Re: religion and libertarianism are incompatible

Post by MikeNovack »

Immanuel Can wrote: Fri Aug 15, 2025 9:13 pm For Christianity, salvation is everything. It's literally life and death, heaven and hell. There's nothing more important, and without it, even moral behaviour is worthless.
I understand that (about Christianity), that Christianity is concerned with salvation, I really do. But it is beside the point that many Christians believe, by itself, moral behavior is worthless < although -- the books of the prophets are collected poems. When quoting from them, the entire poem please >

BUT BESIDE THE POINT --- We were disputing where MORALITY came from, not whether it was valuable on its own. The other monotheist religions do not have the focus/goal of Christianity. All religions are NOT "about the same thing"

The line you grabbed from Isaiah (which?) is discussing clean/unclean. That IS a focus of Judaism, "how can we live clean?" (how can we be cleansed) where this "unclean" is of many sorts, ONE of which is uncleanliness conveyed by sin (and that category is not "contagious" like some of the other categories). Note that USUALLY the prophets are shouting "just doing the rituals, the designated sacrifices, etc. not enough", also need moral behavior and righteousness. Here in that line the prophet is saying the reverse, just moral behavior and righteousness not enough, FOR CLEANLINESS (in other words, why what logic do you get to think him talking about "salvation").

It is not unusual that cultures group concepts together in way strange to us. Thus the Dine use the concept "beauty" both in the aesthetic sense and the moral sense (to walk in beauty is to act morally). The Jewish clean/unclean is very complicated, different sorts of uncleanliness may be "contagious" in different ways. Christianity (well after its first century or two) concerned only with the kind caused by sin.

If others here are interested in discussing issues of morality, conscience, etc. things like how knowing a moral code causes us to act/not act in accord with it, etc. can we please go off and do that. Those things do not depend on the moral code being the one true/proper/correct moral code. I'd say even you welcome IC IF (a big if) you can accept the previous sentence.

◆ Record set

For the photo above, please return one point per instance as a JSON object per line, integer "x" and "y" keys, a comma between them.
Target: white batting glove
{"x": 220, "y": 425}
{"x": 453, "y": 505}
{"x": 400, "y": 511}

◆ Tasks to carry out
#1 In the forum post, which people use the concept "beauty" in both an aesthetic and a moral sense?
#2 From the forum post, reproduce word for word the part that begins with the words containing "It is not unusual" and ends with "the previous sentence.".

◆ Results by task
#1 The Dine.

#2
It is not unusual that cultures group concepts together in way strange to us. Thus the Dine use the concept "beauty" both in the aesthetic sense and the moral sense (to walk in beauty is to act morally). The Jewish clean/unclean is very complicated, different sorts of uncleanliness may be "contagious" in different ways. Christianity (well after its first century or two) concerned only with the kind caused by sin.

If others here are interested in discussing issues of morality, conscience, etc. things like how knowing a moral code causes us to act/not act in accord with it, etc. can we please go off and do that. Those things do not depend on the moral code being the one true/proper/correct moral code. I'd say even you welcome IC IF (a big if) you can accept the previous sentence.